Today I am setting up our first week on Moodle for remote learning. Not sure what to expect in terms of students’ capacities right now, but I am here for them.
I am having quite a hard time with this. I must say, the Twitterverse is feeling a bit toxic on the moment- some folks are having a surge in productivity. As an economist, this situation means our work is desperately needed so that we can actually deal with the crisis at hand (the economic one). But, as someone trying to finishing this PhD, I feel overwhelmed with so many thoughts about the state of things at the moment and it’s getting in the way of my concentration. I was looking forward to concentrating on my research following the job market too.
Again, overwhelming. So much to think about. What is the best way out of this? How much? Will is happen? How do we organize? How do we create new institutions coming out of this rupture while keeping our distance? What is the strategy? Will there be academia next year? Too many questions.
I am hoping to see Center for Popular Economics begin thinking about planning our virtual Summer Institute as well as perhaps a reader or zine about the crisis that demystifies the various policy approaches and analyzes the root of the problem (material life organized by a capitalist mode of product, for profit not people).
This seems like the priority right now. The past two days included some lovely Zoom chats that really were cathartic. Keeping a distance outside while running and biking still, but it is nice to see my neighbors keeping well. I am looking into seeing if my local community is organizing any mutual aid, I worry quite a bit about some of my older neighbors and folks less equip to deal with this situation.

→ SOURCE MATERIAL
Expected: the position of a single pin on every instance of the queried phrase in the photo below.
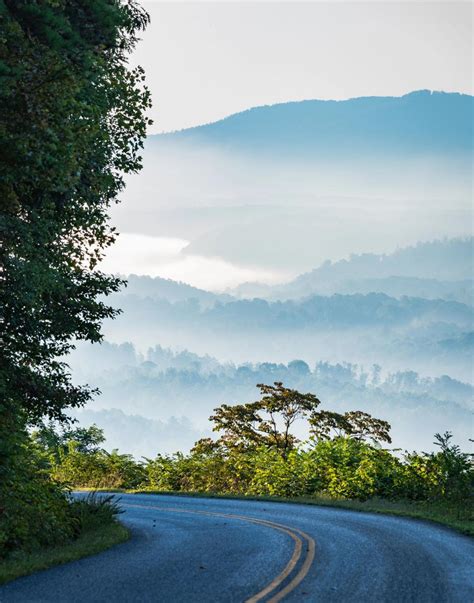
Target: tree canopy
(72, 123)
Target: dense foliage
(71, 124)
(347, 464)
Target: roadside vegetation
(91, 526)
(72, 124)
(345, 462)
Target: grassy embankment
(98, 530)
(456, 517)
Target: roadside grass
(88, 543)
(97, 529)
(457, 516)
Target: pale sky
(206, 60)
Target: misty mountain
(173, 291)
(436, 269)
(287, 186)
(417, 123)
(142, 397)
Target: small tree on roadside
(265, 422)
(356, 424)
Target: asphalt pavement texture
(185, 549)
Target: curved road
(216, 550)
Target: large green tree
(72, 122)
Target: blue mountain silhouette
(420, 122)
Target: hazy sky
(206, 60)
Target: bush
(34, 510)
(93, 511)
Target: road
(215, 550)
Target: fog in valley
(327, 246)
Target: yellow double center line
(304, 545)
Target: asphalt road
(215, 550)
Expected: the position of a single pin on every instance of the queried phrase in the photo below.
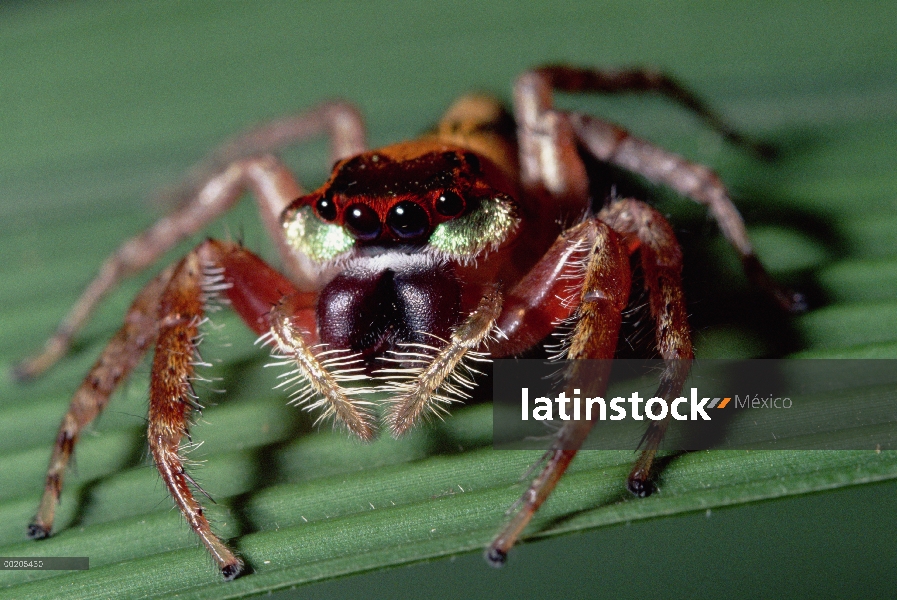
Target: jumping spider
(407, 261)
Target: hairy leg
(548, 146)
(661, 259)
(603, 296)
(210, 190)
(118, 359)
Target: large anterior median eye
(408, 220)
(325, 208)
(449, 204)
(363, 222)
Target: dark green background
(101, 103)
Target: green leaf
(105, 103)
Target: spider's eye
(449, 204)
(408, 220)
(363, 222)
(325, 208)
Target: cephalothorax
(477, 239)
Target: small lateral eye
(363, 222)
(408, 220)
(449, 204)
(325, 208)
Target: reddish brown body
(477, 239)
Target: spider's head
(411, 197)
(384, 236)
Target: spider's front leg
(209, 191)
(645, 230)
(591, 259)
(549, 138)
(169, 311)
(252, 288)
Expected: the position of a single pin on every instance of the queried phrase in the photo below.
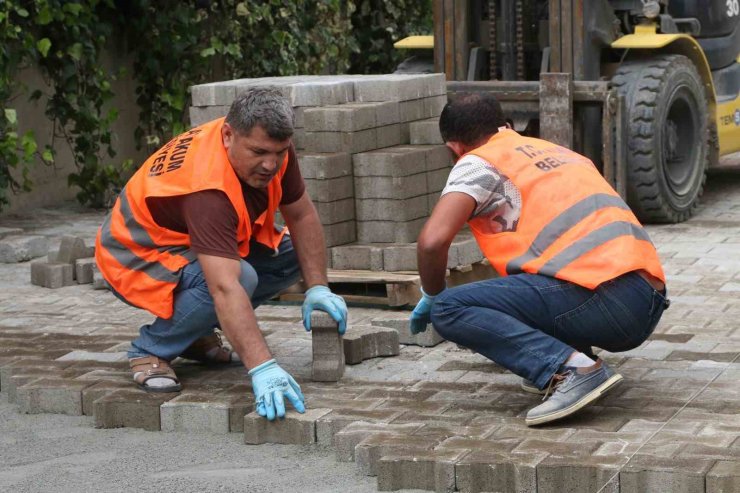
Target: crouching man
(577, 268)
(192, 239)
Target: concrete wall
(50, 182)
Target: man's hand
(420, 317)
(269, 384)
(321, 298)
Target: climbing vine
(174, 44)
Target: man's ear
(457, 147)
(228, 136)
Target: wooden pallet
(394, 289)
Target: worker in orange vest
(577, 268)
(192, 239)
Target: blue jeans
(531, 324)
(263, 275)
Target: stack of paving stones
(72, 262)
(372, 188)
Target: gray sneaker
(574, 389)
(528, 386)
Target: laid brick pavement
(436, 418)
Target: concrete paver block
(425, 132)
(204, 114)
(324, 166)
(197, 413)
(46, 395)
(14, 249)
(330, 190)
(84, 272)
(340, 233)
(9, 232)
(351, 142)
(390, 209)
(52, 276)
(363, 342)
(392, 161)
(724, 477)
(327, 348)
(338, 211)
(428, 338)
(387, 187)
(389, 231)
(389, 135)
(130, 409)
(295, 428)
(357, 257)
(424, 470)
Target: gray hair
(263, 106)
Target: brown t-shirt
(210, 219)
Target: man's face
(255, 157)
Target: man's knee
(248, 278)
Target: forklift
(649, 90)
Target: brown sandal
(150, 367)
(210, 349)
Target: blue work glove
(420, 317)
(321, 298)
(269, 384)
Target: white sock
(579, 360)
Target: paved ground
(430, 418)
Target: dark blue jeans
(531, 324)
(264, 273)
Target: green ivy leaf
(43, 46)
(11, 116)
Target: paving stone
(425, 132)
(46, 395)
(295, 428)
(196, 413)
(481, 471)
(586, 475)
(324, 166)
(428, 338)
(430, 470)
(391, 210)
(351, 142)
(71, 248)
(52, 276)
(332, 423)
(327, 348)
(330, 190)
(10, 232)
(647, 473)
(340, 233)
(100, 389)
(389, 187)
(84, 270)
(204, 114)
(338, 211)
(130, 409)
(357, 257)
(390, 231)
(22, 248)
(366, 342)
(395, 161)
(724, 477)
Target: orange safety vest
(573, 225)
(142, 260)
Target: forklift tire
(667, 136)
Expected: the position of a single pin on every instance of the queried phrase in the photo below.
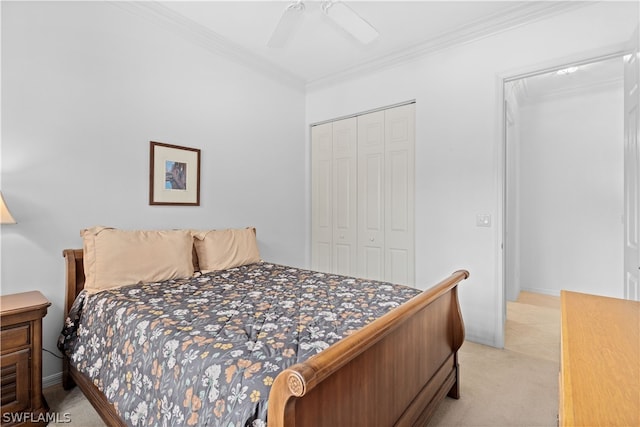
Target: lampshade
(5, 215)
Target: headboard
(74, 276)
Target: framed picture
(174, 175)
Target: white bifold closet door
(363, 195)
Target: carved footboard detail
(412, 350)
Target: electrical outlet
(483, 220)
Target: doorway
(563, 180)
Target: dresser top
(600, 360)
(24, 301)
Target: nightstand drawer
(15, 337)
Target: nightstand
(21, 358)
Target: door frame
(617, 50)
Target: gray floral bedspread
(205, 350)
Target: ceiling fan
(339, 12)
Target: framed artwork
(174, 175)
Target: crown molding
(168, 19)
(508, 19)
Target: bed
(394, 370)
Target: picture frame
(174, 175)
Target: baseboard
(552, 292)
(52, 380)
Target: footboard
(394, 371)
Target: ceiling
(320, 51)
(592, 76)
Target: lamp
(5, 215)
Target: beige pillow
(114, 258)
(222, 249)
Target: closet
(362, 203)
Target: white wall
(571, 193)
(458, 141)
(85, 87)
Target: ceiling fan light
(289, 21)
(350, 21)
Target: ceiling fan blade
(289, 20)
(350, 21)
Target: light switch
(483, 220)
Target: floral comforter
(205, 350)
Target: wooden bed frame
(392, 372)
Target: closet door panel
(322, 197)
(399, 194)
(345, 193)
(371, 166)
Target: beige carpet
(517, 386)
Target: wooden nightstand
(21, 358)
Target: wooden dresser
(21, 358)
(600, 361)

→ EXERCISE AIM
Copy the journal entry's text between "This seems like" and "with this situation.", inclusive, swapping "Zoom chats" for "video calls". You can set the rows aside; they play no part here.

→ RESPONSE TO THE TASK
This seems like the priority right now. The past two days included some lovely video calls that really were cathartic. Keeping a distance outside while running and biking still, but it is nice to see my neighbors keeping well. I am looking into seeing if my local community is organizing any mutual aid, I worry quite a bit about some of my older neighbors and folks less equip to deal with this situation.